DOCUMENT EXTRACT:
— start —

Quantiacs Community

stefanm

@magenta-kabuto Hi, maybe this can help with your strategy also:
In your function regime_trade() before returning signals_df, convert it to pandas.Series structure, and name it to corresponding asset (e.g. "NAS: AAPL").

series = signals_df.squeeze().rename(asset_name)
return series

After putting it to trades = dict(), you can concatenate trades.values(), which will create pandas.DataFrame of signals by assets:

pd_signals = pd.concat(trades.values(), axis=1)

Then, convert it to xarray.DataArray and pass it as weights to backtester.

import xarray as xr

xr_signals = xr.DataArray(pd_signals, dims=('time', 'asset'))

stefanm

@magenta-kabuto Hi, yes that's right, it seems that xarray DataArray is passed to function which expects pandas DataFrame (your entire algorithm is not visible, which is ok, so this is an assumption), but maybe you can try with this:

### use your regime_trade(Stockdata, param_2=0.15) as helper function


def strategy(data):
# param data: the data returned from load_data function, xarray.DataArray structure. 
    Stockdata = ... # prepare data for regime_trade input, like you did for single pass
    trades = {}
    for j in logopenmod.keys():
        trades[j] = regime_trade(Stockdata[j].iloc[:,3], 0.15)
    pd_signals = pd.concat(trades.values(), axis=1)
    xr_signals = xr.DataArray(pd_signals, dims=('time', 'asset'))
    is_liquid = data.sel(field="is_liquid") # assume that "stocks" is exactly the same as data is
    return xr_signals * is_liquid

Try it with Multi-pass, and change the name in competition_type. Set the start date as below:

weights = qnbk.backtest(
  competition_type = "stocks_nasdaq100",
  load_data = load_data, # if omitted it loads data by competition_type
  lookback_period = 365,
  start_date = "2006-01-01", # set start_date 
  strategy = strategy,
  analyze = True,
)

— end —

MATERIAL FOR THIS TASK:
— start —

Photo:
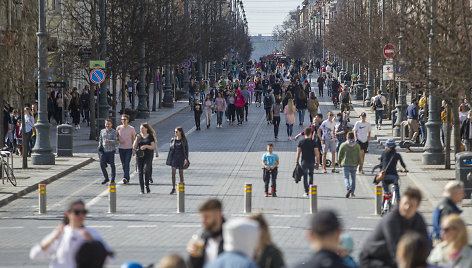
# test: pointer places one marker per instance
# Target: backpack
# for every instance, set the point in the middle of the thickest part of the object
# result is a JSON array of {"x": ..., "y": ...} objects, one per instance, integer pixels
[
  {"x": 267, "y": 101},
  {"x": 345, "y": 97}
]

— end —

TASKS AND EXERCISES:
1 - In the forum thread about the Quantiacs strategy, what value is given for lookback_period in the backtest call?
2 - Count the lines of the records that contain the string "instance", with case counting.
The forum thread and the records have nothing to do with each other.

THE SOLUTIONS:
1 - 365

2 - 3